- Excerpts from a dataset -
_ _ _

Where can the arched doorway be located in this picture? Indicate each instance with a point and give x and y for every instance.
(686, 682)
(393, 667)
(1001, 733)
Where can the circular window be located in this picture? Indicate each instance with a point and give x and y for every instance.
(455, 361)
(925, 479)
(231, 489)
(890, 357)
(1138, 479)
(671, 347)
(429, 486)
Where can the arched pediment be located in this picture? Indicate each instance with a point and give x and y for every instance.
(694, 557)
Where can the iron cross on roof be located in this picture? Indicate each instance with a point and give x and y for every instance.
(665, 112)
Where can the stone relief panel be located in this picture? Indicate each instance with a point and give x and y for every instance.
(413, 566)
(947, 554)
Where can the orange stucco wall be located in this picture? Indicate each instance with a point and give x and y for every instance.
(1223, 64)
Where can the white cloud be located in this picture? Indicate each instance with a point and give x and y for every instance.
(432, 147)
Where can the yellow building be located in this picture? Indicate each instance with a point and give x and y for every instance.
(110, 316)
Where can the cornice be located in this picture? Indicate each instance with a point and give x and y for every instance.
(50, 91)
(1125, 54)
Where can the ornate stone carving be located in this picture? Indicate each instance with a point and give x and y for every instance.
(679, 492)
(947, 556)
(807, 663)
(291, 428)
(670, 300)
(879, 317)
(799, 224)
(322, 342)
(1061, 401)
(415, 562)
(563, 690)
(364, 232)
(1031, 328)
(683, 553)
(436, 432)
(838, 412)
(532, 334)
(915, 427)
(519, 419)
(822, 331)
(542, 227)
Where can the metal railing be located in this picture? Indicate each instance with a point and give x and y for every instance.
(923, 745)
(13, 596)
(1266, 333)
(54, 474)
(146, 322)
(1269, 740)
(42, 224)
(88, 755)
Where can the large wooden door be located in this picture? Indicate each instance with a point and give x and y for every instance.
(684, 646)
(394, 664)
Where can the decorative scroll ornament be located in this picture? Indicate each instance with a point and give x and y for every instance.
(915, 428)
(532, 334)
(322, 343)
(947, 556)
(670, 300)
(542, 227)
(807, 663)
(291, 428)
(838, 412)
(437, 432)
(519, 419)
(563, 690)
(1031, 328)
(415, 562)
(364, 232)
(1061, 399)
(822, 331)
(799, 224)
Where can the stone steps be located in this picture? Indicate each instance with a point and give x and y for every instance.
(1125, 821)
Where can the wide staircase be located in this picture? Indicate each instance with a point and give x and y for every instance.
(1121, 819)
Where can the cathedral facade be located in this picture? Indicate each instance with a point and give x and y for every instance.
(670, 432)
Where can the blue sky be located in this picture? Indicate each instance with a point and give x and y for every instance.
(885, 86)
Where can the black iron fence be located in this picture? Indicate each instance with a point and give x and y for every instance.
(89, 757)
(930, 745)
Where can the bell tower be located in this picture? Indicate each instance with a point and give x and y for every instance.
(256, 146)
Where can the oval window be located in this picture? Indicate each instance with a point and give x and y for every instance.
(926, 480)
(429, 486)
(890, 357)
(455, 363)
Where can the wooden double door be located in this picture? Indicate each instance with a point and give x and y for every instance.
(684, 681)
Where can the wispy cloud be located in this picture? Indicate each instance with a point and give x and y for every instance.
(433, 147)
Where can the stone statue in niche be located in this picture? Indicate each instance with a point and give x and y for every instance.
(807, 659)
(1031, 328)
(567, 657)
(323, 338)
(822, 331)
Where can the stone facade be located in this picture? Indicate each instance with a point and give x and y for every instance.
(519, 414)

_ _ _

- THE PROBLEM -
Please write out all the data above, exactly as it reads.

- SOLVED PROBLEM -
Where can the arched doorway be located in this picture? Indicate each instance with a point and give x and y for every instance.
(686, 682)
(393, 667)
(1001, 733)
Where can the circular window be located in this picture? Indicate each instance with a point and give x and y for every instance.
(455, 361)
(925, 479)
(231, 489)
(890, 357)
(1138, 479)
(671, 347)
(429, 486)
Where can the arched pediment be located in this picture? Indicate each instance with a point and give x and y for every instance.
(694, 557)
Where can the iron cross on roof be located in this picture? Indicate each instance with a point and give x and y for every instance.
(665, 112)
Where can the stone relief panel be located in this picture? Indicate each instance with a point and give x and y for every instance.
(413, 566)
(947, 554)
Where can the orange stucco wall be located in this picture? Indicate each instance with a point and give x and y for every instance.
(1223, 64)
Where can the white cloud be located in this picture? Indicate each instance with a point and give x and y for every instance.
(432, 147)
Where can the yellow building be located in this picture? Indicate each instance with a point and give x and y for every instance.
(110, 316)
Where can the cornice be located in this picture? Indicate each instance with a point and give x and y for every instance.
(50, 91)
(1125, 54)
Where can the ornate stone carving be located in this picture? Indicate each instance with a point and give x and y for every instance.
(679, 492)
(947, 556)
(807, 663)
(291, 428)
(670, 300)
(879, 317)
(799, 224)
(322, 342)
(1061, 401)
(415, 562)
(563, 690)
(364, 232)
(1031, 328)
(683, 553)
(436, 432)
(838, 412)
(532, 334)
(915, 427)
(519, 419)
(822, 331)
(542, 227)
Where can the metal railing be located in this picture? Indicate each instance with a point and give x and y for every instance.
(923, 745)
(13, 596)
(1266, 333)
(54, 474)
(146, 322)
(1269, 740)
(42, 224)
(88, 755)
Where can the large wooden door be located in this picture? Indicate each instance with a point and give x and y for every instance.
(684, 646)
(394, 664)
Where can the decorative scroll ornament be located in this picture? Indicate each instance with a point and give x and y for every instance.
(915, 428)
(532, 334)
(322, 343)
(947, 556)
(670, 300)
(542, 227)
(807, 663)
(291, 428)
(838, 412)
(437, 432)
(519, 419)
(563, 690)
(1031, 328)
(415, 562)
(364, 232)
(1061, 399)
(822, 331)
(799, 224)
Where can the stone steps be located in this picture? Indicate each instance with a point and give x and y for every instance.
(1125, 821)
Where can the wide staircase be located in this picture? Indicate each instance with a point and give x and y for every instance.
(1121, 819)
Where can the cathedral facade be located in this picture? Indicate each instance with a point and give x and y for every instance.
(670, 432)
Where can the blue sky be located in this picture? Indicate each instance with a point and give x and y for every instance.
(885, 86)
Where can the black iron fence be located in this picture? Indicate each instance with a point and give x and y for every instance.
(89, 757)
(930, 745)
Where can the bell tower be located in this picture? Indicate each instance with a point and give x and y for every instance.
(256, 146)
Where can the oval window be located in this picture? Indicate each instance with a point and give x and y for every instance.
(926, 480)
(429, 486)
(890, 357)
(455, 363)
Where can the wooden double door be located in this picture? Indicate each instance with a point and give x and y for every instance.
(684, 681)
Where can the wispy cloud be located in this picture? Indicate each instance with a point and give x and y for every instance.
(433, 147)
Where can the stone statue in niche be located in this picture? Indicate each instance with a point and give x and y for every instance.
(807, 659)
(1031, 328)
(567, 657)
(323, 338)
(822, 331)
Where can the stone facade be located in this picture? Indicate each instance with a point and give x and y for every instance.
(519, 414)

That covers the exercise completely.